___ SOURCE MATERIAL
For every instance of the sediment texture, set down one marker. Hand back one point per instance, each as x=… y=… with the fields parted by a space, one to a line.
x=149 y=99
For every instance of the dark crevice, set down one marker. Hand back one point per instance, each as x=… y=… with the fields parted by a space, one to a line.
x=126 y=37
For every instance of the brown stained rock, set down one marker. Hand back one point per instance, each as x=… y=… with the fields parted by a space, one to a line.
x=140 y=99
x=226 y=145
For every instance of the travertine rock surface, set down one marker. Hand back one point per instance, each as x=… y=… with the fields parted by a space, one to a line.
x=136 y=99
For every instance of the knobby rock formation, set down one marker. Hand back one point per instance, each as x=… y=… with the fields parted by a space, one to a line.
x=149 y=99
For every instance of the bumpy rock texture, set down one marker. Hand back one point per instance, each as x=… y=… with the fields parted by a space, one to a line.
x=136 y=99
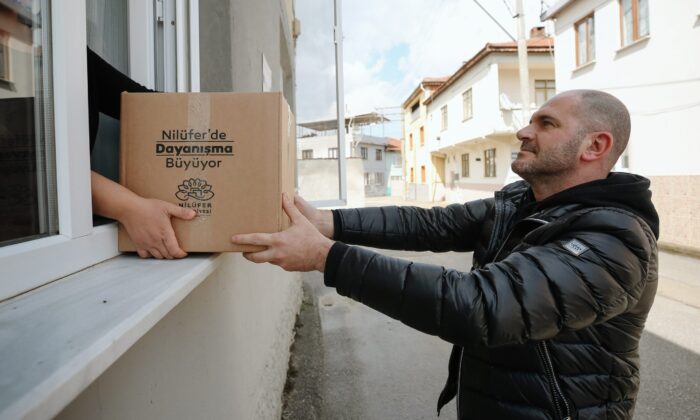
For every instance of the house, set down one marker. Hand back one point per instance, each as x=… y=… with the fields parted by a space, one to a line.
x=317 y=141
x=472 y=118
x=644 y=52
x=421 y=172
x=86 y=332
______
■ AIM ■
Copy the records above again, switching every "marker" to "pin" and changing nothing else. Leave the pictures out.

■ RESPONSE TO THIS TASK ■
For every instance of the sediment texture, set down one pin. Hand back one point per instance, each as x=… y=… with the fields parted by a space, one to a line.
x=149 y=99
For every instance of the dark crevice, set down one pin. Hand back one point per instance, each as x=… y=… with the fields parted by a space, one to a line.
x=126 y=37
For every instance of the brown stained rock, set down one pin. Hand back one point per instance, each as x=… y=… with the fields parted by a space, one to a line.
x=140 y=99
x=226 y=145
For every instance of the travertine rock surface, set down one pin. Hand back one point per instance, each as x=… y=… with the fields parted by a space, one to a line.
x=136 y=99
For every instance of the knobby rock formation, set down one pin. Hand back one point per instance, each as x=… y=… with the fields parted by a space, one to a line.
x=149 y=99
For every instance of the bumpy rock texture, set down one pin. Hand back one point per instance, each as x=… y=… with the fields parted by a space, one to a line.
x=136 y=99
For every instance of the house, set down one pin. Hand back one point per instance, each as x=… y=… with the fields parted by a space, one to a line.
x=317 y=141
x=472 y=118
x=644 y=52
x=421 y=172
x=86 y=332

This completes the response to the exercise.